* _WHAT IS BEING ASKED_
Write the data out again in full, with no departure from the original.

* _DATA SUPPLIED_
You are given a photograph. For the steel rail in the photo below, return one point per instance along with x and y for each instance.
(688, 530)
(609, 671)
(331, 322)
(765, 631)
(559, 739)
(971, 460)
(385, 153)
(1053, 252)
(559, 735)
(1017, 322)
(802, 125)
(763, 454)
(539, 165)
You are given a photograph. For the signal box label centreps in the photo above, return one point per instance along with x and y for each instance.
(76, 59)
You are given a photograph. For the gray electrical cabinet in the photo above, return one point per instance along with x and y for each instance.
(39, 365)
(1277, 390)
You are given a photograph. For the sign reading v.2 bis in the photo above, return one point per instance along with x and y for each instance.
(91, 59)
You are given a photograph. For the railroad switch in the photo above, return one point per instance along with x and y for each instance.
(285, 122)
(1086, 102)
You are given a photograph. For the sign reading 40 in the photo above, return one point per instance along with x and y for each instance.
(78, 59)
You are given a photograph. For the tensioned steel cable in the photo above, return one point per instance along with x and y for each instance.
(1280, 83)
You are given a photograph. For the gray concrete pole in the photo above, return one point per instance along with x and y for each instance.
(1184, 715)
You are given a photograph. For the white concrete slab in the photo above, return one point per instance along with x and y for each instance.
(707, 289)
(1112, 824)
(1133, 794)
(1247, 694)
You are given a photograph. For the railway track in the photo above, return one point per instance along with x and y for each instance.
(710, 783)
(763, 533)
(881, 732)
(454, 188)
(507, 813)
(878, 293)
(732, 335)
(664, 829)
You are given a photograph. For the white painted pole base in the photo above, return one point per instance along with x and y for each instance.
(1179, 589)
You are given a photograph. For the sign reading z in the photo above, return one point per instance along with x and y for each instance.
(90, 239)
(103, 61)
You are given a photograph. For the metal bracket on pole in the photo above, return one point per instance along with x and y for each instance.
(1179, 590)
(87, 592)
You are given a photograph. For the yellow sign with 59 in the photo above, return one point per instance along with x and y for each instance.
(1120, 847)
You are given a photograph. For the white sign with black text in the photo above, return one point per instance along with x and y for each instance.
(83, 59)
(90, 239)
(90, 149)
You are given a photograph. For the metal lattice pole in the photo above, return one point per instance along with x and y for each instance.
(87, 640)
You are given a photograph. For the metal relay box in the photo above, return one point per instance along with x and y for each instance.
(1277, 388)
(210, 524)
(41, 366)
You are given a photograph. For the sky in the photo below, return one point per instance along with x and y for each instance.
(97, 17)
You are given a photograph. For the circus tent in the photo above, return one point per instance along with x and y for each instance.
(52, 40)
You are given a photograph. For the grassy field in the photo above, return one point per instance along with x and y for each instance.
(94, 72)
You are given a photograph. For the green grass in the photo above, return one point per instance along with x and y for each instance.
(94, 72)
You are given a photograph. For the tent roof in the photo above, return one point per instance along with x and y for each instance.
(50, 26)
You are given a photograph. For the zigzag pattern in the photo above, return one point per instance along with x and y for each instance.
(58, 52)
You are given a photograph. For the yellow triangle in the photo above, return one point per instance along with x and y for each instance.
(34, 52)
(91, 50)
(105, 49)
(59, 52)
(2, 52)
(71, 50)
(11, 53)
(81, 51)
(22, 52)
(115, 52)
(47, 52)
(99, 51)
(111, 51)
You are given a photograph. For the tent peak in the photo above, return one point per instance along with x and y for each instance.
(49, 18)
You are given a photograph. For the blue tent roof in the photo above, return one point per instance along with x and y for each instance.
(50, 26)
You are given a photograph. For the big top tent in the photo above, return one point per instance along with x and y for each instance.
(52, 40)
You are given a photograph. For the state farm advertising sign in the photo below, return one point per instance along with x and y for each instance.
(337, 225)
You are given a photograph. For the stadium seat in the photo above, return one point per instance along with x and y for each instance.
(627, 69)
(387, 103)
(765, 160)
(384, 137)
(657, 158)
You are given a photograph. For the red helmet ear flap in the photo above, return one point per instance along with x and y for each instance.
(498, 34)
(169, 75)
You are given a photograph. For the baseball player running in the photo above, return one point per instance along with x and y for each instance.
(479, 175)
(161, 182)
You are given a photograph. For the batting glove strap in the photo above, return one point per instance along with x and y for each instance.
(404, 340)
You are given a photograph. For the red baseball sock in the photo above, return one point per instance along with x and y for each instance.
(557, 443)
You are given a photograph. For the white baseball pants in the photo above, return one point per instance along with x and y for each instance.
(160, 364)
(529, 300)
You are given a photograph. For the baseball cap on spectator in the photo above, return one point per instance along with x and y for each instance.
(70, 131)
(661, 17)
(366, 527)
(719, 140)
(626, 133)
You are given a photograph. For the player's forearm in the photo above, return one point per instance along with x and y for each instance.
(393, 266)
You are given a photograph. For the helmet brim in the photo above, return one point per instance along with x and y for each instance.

* _CORRECT OUTPUT_
You are given a photograph. For the steel rail in the photo below, return one point per instance along with x and y for each instance.
(688, 530)
(609, 671)
(331, 322)
(765, 631)
(559, 739)
(971, 460)
(385, 153)
(1053, 252)
(559, 735)
(1017, 322)
(802, 125)
(763, 454)
(539, 165)
You are given a photograph. For the signal box label centreps in the photo above, return one point per instance along with x and y for each instance.
(76, 59)
You are given a photograph. For the gray electrical cabinet in the photo above, return one point per instance along with x and y for each instance.
(39, 365)
(1277, 390)
You are given a photograph. For the sign reading v.2 bis in the photo above, return one point per instance along with x and y for each instance.
(91, 59)
You are given a photograph. For the railroad switch in the photo above, return one point per instance along with x and y for each instance.
(285, 122)
(1086, 102)
You are given a photograph. For the sign reading 40 in the photo above, return one point per instance along with x and y for each instance.
(78, 59)
You are given a photograph. For the tensioned steel cable in the photo above, return one point per instance along with x and y for each instance.
(1280, 83)
You are given a photograph. For the gray concrete pole in the photo above, return one point per instance along with x and y for each instance.
(1184, 715)
You are given a photograph. For the white concrete slab in the photo above, return one point per instance along with x and y for each instance.
(707, 289)
(1112, 824)
(1133, 794)
(1247, 694)
You are given a photograph. For the railway track in the photo above, return one point per instance along with x and y for each instance.
(710, 783)
(763, 533)
(881, 732)
(454, 188)
(507, 813)
(878, 293)
(732, 335)
(664, 829)
You are given a photograph. For the white painted pole base in the photo above, return one point per instance along with x and y for each instance.
(1179, 589)
You are given a photograph. For the sign reading z in the photo above, return one point per instance along with x and y for each instance.
(90, 239)
(103, 61)
You are given a photograph. For the metal bracket on pole in the photo above, return one point per instance along with x and y for each instance.
(1179, 590)
(87, 592)
You are given a photograph. For the yellow sign with 59 in the photo above, return one point per instance along with x and y for each instance.
(1120, 847)
You are given a photograph. For the white sign with black text in the photo above, return one point per instance along with x and y for each instance.
(83, 59)
(90, 239)
(90, 149)
You are given a photograph. For the metal lattice pole in the photo above, return one point per instance along with x and y for each instance.
(87, 640)
You are given a photograph. For the metal relay box in the photo above, return one point per instance along with x and y for each instance.
(1277, 388)
(210, 524)
(41, 366)
You are given a photograph. For the sky in the photo below, return one point per instance along with x and y for each instance.
(97, 17)
You are given a photograph. For the circus tent in the photo above, return one point per instance along with x and y for each instance.
(52, 40)
You are given a photograph. For the grassy field in the photo above, return one point per instance along with x and y for each instance.
(94, 72)
You are given a photograph. For the green grass in the photo above, return one point per instance along with x and y for each instance.
(94, 72)
You are given a photograph. For the tent roof in the photo above, return one point per instance along with x and y for each instance.
(50, 26)
You are given a photograph. For the zigzag pattern in the photo above, return one point per instance along with x and y for each instance.
(58, 52)
You are given a photograph. For the yellow triangle in the photo above, return one point per instance along with x and y for each instance.
(34, 52)
(91, 50)
(105, 49)
(59, 52)
(2, 52)
(71, 50)
(11, 53)
(81, 51)
(22, 52)
(115, 52)
(47, 52)
(99, 51)
(111, 51)
You are given a photograph. For the tent peak in the photo above, return one point per instance along with x and y for each instance.
(49, 18)
You are given a photograph. For the blue tent roof in the photo above, return one point per instance along with x and y for each instance.
(50, 26)
You are given a photograph. For the big top tent in the photo above, return one point per instance along with x and y for each instance.
(52, 40)
You are given a photograph. For the state farm advertising sign in the photo below, return one point per instance along with x and y for each instance.
(337, 225)
You are given a photograph. For the stadium seat in the photo above, return one point per instance along with x and y for each instance.
(627, 69)
(387, 103)
(765, 160)
(384, 137)
(657, 158)
You are given a photograph. For the red helmet ear flap in the photo above, return one point per instance along with x and y for each instance.
(498, 34)
(169, 75)
You are given a photograph. For the baseball player running in the photo above, return one point per instance along with x and y for each instance.
(479, 175)
(161, 182)
You are given a photograph. For the batting glove strap in the photo above, return one point per instance along with x and y for each instance.
(404, 340)
You are given a photograph. For the red baseball sock in the photo above, return one point per instance along with x and y for each instance.
(557, 443)
You are given a photograph. For the white baseball pants in the photo above, return one point per instance along with x and y for each instance.
(160, 364)
(529, 300)
You are given a photograph. For the baseball cap on spectator in the photo above, return one point per instance along with x and y for each instance.
(70, 131)
(661, 17)
(366, 527)
(719, 140)
(626, 133)
You are given a photograph. For the player's forearm in the photo above, return one point per instance along with x and y for each instance.
(393, 266)
You are given a photograph. For the helmet brim in the photo above, return one point per instance along with x and y for each instance.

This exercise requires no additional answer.